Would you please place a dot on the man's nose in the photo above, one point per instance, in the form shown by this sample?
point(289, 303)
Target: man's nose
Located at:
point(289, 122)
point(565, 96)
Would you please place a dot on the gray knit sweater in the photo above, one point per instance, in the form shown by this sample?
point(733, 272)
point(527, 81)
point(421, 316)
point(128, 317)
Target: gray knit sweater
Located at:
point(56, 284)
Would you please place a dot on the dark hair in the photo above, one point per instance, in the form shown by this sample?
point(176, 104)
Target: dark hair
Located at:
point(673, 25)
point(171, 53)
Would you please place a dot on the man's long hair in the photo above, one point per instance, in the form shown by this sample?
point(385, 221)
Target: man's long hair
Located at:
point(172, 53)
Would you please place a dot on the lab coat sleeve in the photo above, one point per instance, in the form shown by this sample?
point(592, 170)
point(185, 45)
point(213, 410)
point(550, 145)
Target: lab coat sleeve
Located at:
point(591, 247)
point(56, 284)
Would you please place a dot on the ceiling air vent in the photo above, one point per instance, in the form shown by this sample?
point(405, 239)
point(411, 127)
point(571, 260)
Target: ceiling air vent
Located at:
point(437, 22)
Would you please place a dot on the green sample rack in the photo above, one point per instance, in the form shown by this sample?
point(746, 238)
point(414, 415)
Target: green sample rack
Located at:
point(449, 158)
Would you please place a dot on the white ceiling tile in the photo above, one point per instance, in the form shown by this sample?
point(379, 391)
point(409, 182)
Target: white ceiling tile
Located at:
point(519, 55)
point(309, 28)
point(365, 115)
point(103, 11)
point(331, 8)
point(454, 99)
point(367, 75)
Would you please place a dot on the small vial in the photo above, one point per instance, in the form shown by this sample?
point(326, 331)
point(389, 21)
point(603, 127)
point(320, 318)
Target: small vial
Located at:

• • • •

• [Brief]:
Return every record above. Copy each one exactly.

• [Result below]:
Would you please place a dot on the man's nose in the photo above, one point per instance, in the form shown by this sample?
point(289, 303)
Target: man's nose
Located at:
point(289, 122)
point(565, 96)
Would you please place a dot on the gray knit sweater in the photo above, one point per instance, in the form shown by this sample?
point(733, 272)
point(527, 81)
point(421, 316)
point(128, 317)
Target: gray knit sweater
Located at:
point(56, 284)
Would you please place a dot on the dark hair in the photo above, one point per instance, in the form shown by this sample?
point(176, 104)
Target: dark hair
Located at:
point(673, 25)
point(171, 53)
Would you please place a dot on the man's long hair in the photo above, one point per instance, in the form shown by this sample?
point(385, 221)
Target: man's long hair
Located at:
point(172, 53)
Would you please place a dot on the lab coat sleeve in the photo above, one point per instance, in the form shown by this sample?
point(592, 170)
point(185, 45)
point(213, 410)
point(550, 145)
Target: lab coat sleeve
Located at:
point(591, 247)
point(56, 284)
Would you please place a dot on the ceiling air vent in the photo above, one point per instance, in the form shown by this sample?
point(405, 239)
point(411, 127)
point(571, 260)
Target: ceiling air vent
Located at:
point(437, 22)
Would you please place a dot on the green sample rack in the photo above, one point per instance, in the form shown by this sample?
point(746, 238)
point(414, 415)
Target: green sample rack
Located at:
point(449, 158)
Would you please place a dot on the white ceiling tile in the photo above, one point per instance, in the form shown by this sample?
point(379, 391)
point(409, 182)
Target: white ceiling tile
Located at:
point(519, 55)
point(309, 28)
point(365, 115)
point(103, 11)
point(331, 8)
point(454, 99)
point(367, 75)
Would you please place a dot on the small vial in the photo above, one point per instance, in the form shown by this sample?
point(326, 331)
point(389, 21)
point(603, 127)
point(320, 318)
Target: small vial
Located at:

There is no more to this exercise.